Records contained in a dataset:
──────────
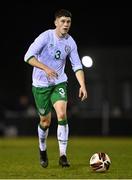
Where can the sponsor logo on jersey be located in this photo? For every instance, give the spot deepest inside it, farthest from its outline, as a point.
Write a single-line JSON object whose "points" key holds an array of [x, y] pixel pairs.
{"points": [[67, 49]]}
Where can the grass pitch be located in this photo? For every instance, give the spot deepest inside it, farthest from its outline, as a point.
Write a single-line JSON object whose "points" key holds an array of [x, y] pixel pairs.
{"points": [[19, 158]]}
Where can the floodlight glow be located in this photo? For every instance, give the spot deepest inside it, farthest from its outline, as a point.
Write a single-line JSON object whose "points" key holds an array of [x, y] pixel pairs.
{"points": [[87, 61]]}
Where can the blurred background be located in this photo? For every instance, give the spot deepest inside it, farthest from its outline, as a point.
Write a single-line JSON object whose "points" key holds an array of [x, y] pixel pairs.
{"points": [[104, 34]]}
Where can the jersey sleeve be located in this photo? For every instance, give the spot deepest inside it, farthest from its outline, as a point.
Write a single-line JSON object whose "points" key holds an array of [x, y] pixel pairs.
{"points": [[36, 47], [74, 58]]}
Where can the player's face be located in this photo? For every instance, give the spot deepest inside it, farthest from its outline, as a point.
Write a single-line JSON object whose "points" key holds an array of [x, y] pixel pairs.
{"points": [[63, 25]]}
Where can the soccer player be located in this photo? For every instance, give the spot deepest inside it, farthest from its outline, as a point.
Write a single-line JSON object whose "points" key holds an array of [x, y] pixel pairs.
{"points": [[48, 54]]}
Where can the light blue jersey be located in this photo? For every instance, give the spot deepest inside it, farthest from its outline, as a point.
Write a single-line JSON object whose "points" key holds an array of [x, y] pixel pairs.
{"points": [[52, 51]]}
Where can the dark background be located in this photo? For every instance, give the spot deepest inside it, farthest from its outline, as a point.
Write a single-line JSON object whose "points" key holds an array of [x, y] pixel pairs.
{"points": [[104, 33]]}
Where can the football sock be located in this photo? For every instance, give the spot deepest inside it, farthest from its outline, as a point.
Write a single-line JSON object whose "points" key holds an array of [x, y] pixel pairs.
{"points": [[42, 135], [62, 136]]}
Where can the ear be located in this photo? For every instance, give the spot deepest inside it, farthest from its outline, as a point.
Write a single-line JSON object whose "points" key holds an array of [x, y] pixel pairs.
{"points": [[55, 22]]}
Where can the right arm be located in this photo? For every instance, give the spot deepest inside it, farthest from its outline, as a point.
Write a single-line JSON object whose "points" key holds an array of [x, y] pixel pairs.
{"points": [[33, 52], [50, 72]]}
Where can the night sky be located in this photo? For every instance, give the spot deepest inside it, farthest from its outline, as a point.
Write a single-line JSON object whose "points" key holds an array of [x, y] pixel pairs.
{"points": [[23, 21]]}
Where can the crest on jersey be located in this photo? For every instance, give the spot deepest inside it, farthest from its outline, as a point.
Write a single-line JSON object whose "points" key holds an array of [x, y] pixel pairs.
{"points": [[67, 49]]}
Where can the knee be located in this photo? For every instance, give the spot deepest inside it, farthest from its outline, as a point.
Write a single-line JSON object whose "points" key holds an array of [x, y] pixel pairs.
{"points": [[45, 122]]}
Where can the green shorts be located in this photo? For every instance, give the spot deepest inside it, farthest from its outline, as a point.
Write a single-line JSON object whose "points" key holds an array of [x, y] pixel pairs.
{"points": [[45, 97]]}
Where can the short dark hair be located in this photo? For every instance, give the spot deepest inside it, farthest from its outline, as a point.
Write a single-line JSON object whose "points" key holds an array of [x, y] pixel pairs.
{"points": [[63, 12]]}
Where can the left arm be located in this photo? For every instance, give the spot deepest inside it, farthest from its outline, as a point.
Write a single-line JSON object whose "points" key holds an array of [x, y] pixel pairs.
{"points": [[82, 91]]}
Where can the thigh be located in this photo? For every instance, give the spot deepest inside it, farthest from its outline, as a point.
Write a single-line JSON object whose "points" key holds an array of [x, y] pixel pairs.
{"points": [[42, 100], [59, 93]]}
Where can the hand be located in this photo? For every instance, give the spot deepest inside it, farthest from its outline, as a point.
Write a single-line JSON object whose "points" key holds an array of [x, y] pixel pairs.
{"points": [[82, 93]]}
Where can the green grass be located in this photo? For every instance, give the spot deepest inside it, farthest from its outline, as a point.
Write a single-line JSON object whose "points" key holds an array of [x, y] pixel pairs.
{"points": [[19, 158]]}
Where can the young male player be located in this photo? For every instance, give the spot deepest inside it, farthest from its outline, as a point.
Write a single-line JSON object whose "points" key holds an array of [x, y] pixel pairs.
{"points": [[48, 54]]}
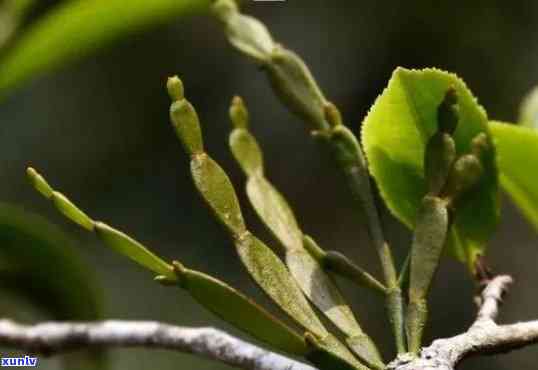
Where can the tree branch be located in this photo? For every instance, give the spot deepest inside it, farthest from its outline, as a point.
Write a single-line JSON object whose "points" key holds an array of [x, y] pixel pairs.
{"points": [[483, 337], [57, 337]]}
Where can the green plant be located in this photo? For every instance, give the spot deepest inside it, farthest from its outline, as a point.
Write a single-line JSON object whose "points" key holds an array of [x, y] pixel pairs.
{"points": [[435, 157]]}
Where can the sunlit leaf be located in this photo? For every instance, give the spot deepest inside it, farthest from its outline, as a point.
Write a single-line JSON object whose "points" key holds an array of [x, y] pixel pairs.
{"points": [[394, 136], [276, 214], [517, 149], [74, 29]]}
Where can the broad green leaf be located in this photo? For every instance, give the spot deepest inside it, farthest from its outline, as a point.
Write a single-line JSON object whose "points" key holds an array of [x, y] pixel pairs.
{"points": [[262, 263], [216, 188], [74, 29], [12, 13], [40, 263], [394, 135], [528, 115], [238, 310], [517, 149], [275, 212]]}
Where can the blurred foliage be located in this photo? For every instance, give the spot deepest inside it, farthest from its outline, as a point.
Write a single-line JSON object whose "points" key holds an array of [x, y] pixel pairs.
{"points": [[74, 29]]}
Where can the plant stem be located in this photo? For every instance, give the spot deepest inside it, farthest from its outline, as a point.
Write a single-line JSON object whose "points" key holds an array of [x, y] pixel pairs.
{"points": [[351, 161], [295, 86]]}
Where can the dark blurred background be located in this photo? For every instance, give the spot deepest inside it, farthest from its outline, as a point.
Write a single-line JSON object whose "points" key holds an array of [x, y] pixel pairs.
{"points": [[99, 130]]}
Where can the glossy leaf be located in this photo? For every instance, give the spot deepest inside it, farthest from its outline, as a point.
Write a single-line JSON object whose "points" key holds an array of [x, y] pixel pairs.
{"points": [[115, 239], [238, 310], [394, 135], [216, 188], [517, 149], [74, 29]]}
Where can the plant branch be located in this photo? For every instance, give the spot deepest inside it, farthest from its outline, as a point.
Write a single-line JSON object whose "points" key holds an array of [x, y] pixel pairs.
{"points": [[297, 89], [484, 337], [57, 337]]}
──────────
[What is being asked]:
Copy out all of the data word for word. Do not carry over any picture.

[Exercise solution]:
Where can the sponsor logo on jersey be located in this photo? For every instance, give the spot deepest inside it, farthest from its outline, as a point.
Write a single-line JSON object whose "points" key holds an array of [x, y] pixel pairs.
{"points": [[67, 49]]}
Where can the grass pitch be located in this photo? For every instance, give the spot deepest inside it, farthest from its outline, as a point.
Write a single-line JSON object whose "points" key holds an array of [x, y] pixel pairs.
{"points": [[19, 158]]}
Where can the floodlight glow be located in this photo? For every instance, give the spot deepest inside it, farthest from its outline, as a point.
Write a single-line JSON object whose "points" key holds an array of [x, y] pixel pairs.
{"points": [[87, 61]]}
Where can the blurred background be located in this photo? For every instance, give the spot deepest inside it, farthest from its outline, as a point.
Write a single-line JSON object whose "points" key holds an array of [x, y] pixel pairs.
{"points": [[104, 34]]}
Where can the jersey sleeve be located in this photo? For every instance, give the spot deepest inside it, farthest from its outline, as a point.
Write a single-line JSON object whose "points" key holds an array of [x, y] pixel pairs.
{"points": [[36, 47], [74, 58]]}
Where can the player's face be located in this photo? For every instance, give the spot deepest inside it, farthest from its outline, as a point.
Write a single-line JSON object whose "points" key holds an array of [x, y] pixel pairs.
{"points": [[63, 25]]}
Where can the soccer player be located in this photo? For every instance, give the spot deepest inside it, farthest from its outline, as a point.
Write a single-line JSON object whose "points" key holds an array of [x, y] pixel pairs.
{"points": [[48, 54]]}
Where can the light blue jersey be located in this photo? For every instance, give the spot deepest inside it, farthest from its outline, as a point.
Write a single-line JSON object whose "points" key holds an array of [x, y] pixel pairs.
{"points": [[52, 51]]}
Where can the dark background be located in this photo? For every instance, give the spot deepest inside it, farthest from its outline, as a point.
Write a single-line JSON object whose "points" key holds an array of [x, y] pixel pairs.
{"points": [[104, 33]]}
Where can the football sock be located in this photo? For every instance, give the spot deepest inside it, farthest from its outline, as a point.
Write a single-line JSON object whose "points" key holds an array of [x, y] pixel pairs.
{"points": [[42, 135], [62, 136]]}
Where can the ear be located in this photo? For every instance, give the spot deepest inside it, farthest from its outline, as a point.
Write a single-line JSON object whose "points" key holds an array of [x, y] pixel pairs.
{"points": [[55, 22]]}
Where can the right arm be located in this photo? For every instance, give the spot deepest inside it, farthest from its outline, as a point.
Write a single-line JSON object whose "points" key holds an array of [x, y] pixel pairs.
{"points": [[33, 52], [50, 72]]}
Where can the night sky be located in this photo? For every instance, give the spot deepest inside it, farthest from its outline, as a point.
Write a single-line JSON object whose "points" key holds an array of [x, y] pixel pairs.
{"points": [[23, 21]]}
Where can the crest on jersey be located in this photo? For every instance, give the spot deepest inside it, farthest from its outline, as a point.
Write a single-line JSON object whose "points" key holds an array of [x, y] pixel pairs.
{"points": [[67, 49]]}
Where can the knee be located in this photo? For every instance, give the spot deepest inside it, farthest from its outline, as a point.
Write a single-line JSON object whose "points" key holds an array of [x, y] pixel pairs.
{"points": [[45, 122]]}
Where can the green shorts be located in this photo? For every instance, give the spot deepest inside it, farthest from its outline, as a point.
Write a single-line JSON object whose "points" key holds an array of [x, y] pixel pairs.
{"points": [[45, 97]]}
Where can the short dark hair be located in this photo? For every instance, give the spot deepest inside it, farthest from its outline, as a point.
Write a single-line JSON object whose "points" key holds an array of [x, y] pixel pairs.
{"points": [[63, 12]]}
Where can the left arm be located in this photo? For every instance, give the spot deepest inside it, farthest from its outline, as a point.
Write a single-line JSON object whose "points" key holds an array of [x, y] pixel pairs.
{"points": [[82, 91]]}
Where can the thigh be located in this photo? For every instance, give the spot deepest inside it, farthest from its outline, as a point.
Write a single-line JSON object whose "points" key holds an array of [x, y] pixel pairs.
{"points": [[42, 100], [59, 93]]}
Where can the hand be located in this photo? For every instance, give the spot deepest inside it, farthest from its outline, as a point.
Write a single-line JSON object whose "points" key holds an array of [x, y] pixel pairs.
{"points": [[82, 93]]}
Where can the green grass be located in this photo? For every instance, give the spot deepest inside it, farthest from its outline, as a point.
Write a single-line JSON object whose "points" key holds an array of [x, y] pixel pairs.
{"points": [[19, 158]]}
Where can the young male player be located in this photo? For every instance, give the spot deepest inside it, farthest from its outline, as a point.
Write a single-line JSON object whose "points" key holds an array of [x, y] pixel pairs.
{"points": [[48, 54]]}
Where can the tree branch be located in this photo? For every instance, give the spot deepest inside it, farthest from its outline, as a point.
Write a single-line JSON object whose "points" key holds an array of [x, y] pixel pairs.
{"points": [[483, 337], [57, 337]]}
Where can the green plant be located in this photo? For every instance, give the spot deepest inside it, farthest from its outline, as a point.
Write a single-line JSON object whose "points" key holds an array of [x, y] pixel pairs.
{"points": [[435, 157]]}
Where can the sunlit leaf be located in this photo? For every instance, give the spot deepest inside it, farthest from its outline, as a point.
Write a single-line JSON object whose "points" key holds an array of [x, y] pixel pairs.
{"points": [[394, 136], [276, 214], [517, 149], [74, 29]]}
Where can the broad green leaf be located in this photo? For every instance, give the spot deepest inside it, farthest from its outline, as a point.
Write a single-line JSON object whose "points" key holds an array of [x, y] pixel pairs.
{"points": [[262, 263], [216, 188], [74, 29], [12, 13], [40, 263], [394, 135], [528, 115], [238, 310], [517, 149], [275, 212]]}
Where can the blurred foliage be located in this photo? For every instance, give the spot deepest inside it, farthest from its outline, as a point.
Write a single-line JSON object whose "points" key holds an array of [x, y] pixel pairs.
{"points": [[74, 29]]}
Where can the plant stem be located in this photo? For every instance, give the spot deepest inside it, farthest from its outline, as a point.
Write a single-line JSON object whose "points" key holds an array of [x, y] pixel pairs.
{"points": [[351, 161], [295, 86]]}
Where can the dark blurred background be located in this photo? For every instance, give the spot deepest inside it, farthest from its outline, as a point.
Write a single-line JSON object whose "points" key holds an array of [x, y] pixel pairs.
{"points": [[99, 130]]}
Where can the glossy leaf be located in this photo? For every instance, give the spot deepest inside it, farthest from its outline, as a point.
Write a single-line JSON object whose "points" key holds an array of [x, y] pixel pairs.
{"points": [[115, 239], [238, 310], [394, 135], [216, 188], [517, 149], [74, 29]]}
Where can the plant branch be located in this photo? For every instance, give the spot deepest inside it, farthest from its outline, as a point.
Write a single-line JSON object whose "points" key holds an array of [x, y] pixel pairs.
{"points": [[297, 89], [484, 337], [57, 337]]}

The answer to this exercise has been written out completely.